Provided text:
────────────────────

A training data pipeline is the automated system that transforms raw source material into a format suitable for training large language models. It is the factory floor of AI development: pages, documents, and conversations enter at one end, and structured, deduplicated, validated datasets exit at the other.
Building a good pipeline is harder than it sounds. Raw data is messy. Web pages contain ads, navigation, and broken HTML. Books have page headers and footers. Conversations include typos, slang, and off-topic digressions. A pipeline must clean this input without destroying the valuable signal within it.
Stages of a training data pipeline
A typical pipeline has six to eight stages, each implemented as a transform that filters or enriches the data:
1. Ingestion
Collect raw source material from web crawls, APIs, file uploads, or existing datasets. At this stage, the data is in its native format: HTML, PDF, Word documents, JSON, or plain text.
2. Extraction
Pull the primary content out of its container. For HTML, this means removing boilerplate (headers, footers, ads, sidebars) and keeping the article body. For PDFs, this means converting to text while preserving paragraph structure.
3. Normalization
Convert everything to a consistent format. Common choices:
- Markdown for text documents
- JSONL for structured records
- Parquet for columnar storage at scale
{"text": "The quick brown fox...", "source": "https://example.com/article", "language": "en"}{"text": "Machine learning is...", "source": "https://example.com/blog", "language": "en"}4. Deduplication
Remove exact duplicates and near-duplicates. Techniques include:
- Exact matching - Hash-based comparison of full documents
- MinHash - Probabilistic algorithm for finding near-duplicates in large datasets
- SimHash - Locality-sensitive hashing for fuzzy deduplication
- Semantic deduplication - Embedding documents and clustering by similarity
Deduplication matters because training on repeated content wastes compute and can cause the model to overfit to common phrases.

────────────────────

Data below:
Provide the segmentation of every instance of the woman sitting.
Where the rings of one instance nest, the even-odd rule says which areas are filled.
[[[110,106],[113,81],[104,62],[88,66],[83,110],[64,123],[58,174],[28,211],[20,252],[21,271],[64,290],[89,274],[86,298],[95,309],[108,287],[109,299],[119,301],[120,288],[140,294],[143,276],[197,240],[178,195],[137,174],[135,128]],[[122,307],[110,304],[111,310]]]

────────────────────

What this exercise asks:
1. Name every deduplication technique listed in the text on training data pipelines.
2. In the text on training data pipelines, which format is named for columnar storage at scale?
3. Return the passage of the training data pipeline text that starts at "3. Normalization" and ends at "to common phrases.".

Exercise answers:
1. Exact matching, MinHash, SimHash, Semantic deduplication

2. Parquet

3.
3. Normalization
Convert everything to a consistent format. Common choices:
- Markdown for text documents
- JSONL for structured records
- Parquet for columnar storage at scale
{"text": "The quick brown fox...", "source": "https://example.com/article", "language": "en"}{"text": "Machine learning is...", "source": "https://example.com/blog", "language": "en"}4. Deduplication
Remove exact duplicates and near-duplicates. Techniques include:
- Exact matching - Hash-based comparison of full documents
- MinHash - Probabilistic algorithm for finding near-duplicates in large datasets
- SimHash - Locality-sensitive hashing for fuzzy deduplication
- Semantic deduplication - Embedding documents and clustering by similarity
Deduplication matters because training on repeated content wastes compute and can cause the model to overfit to common phrases.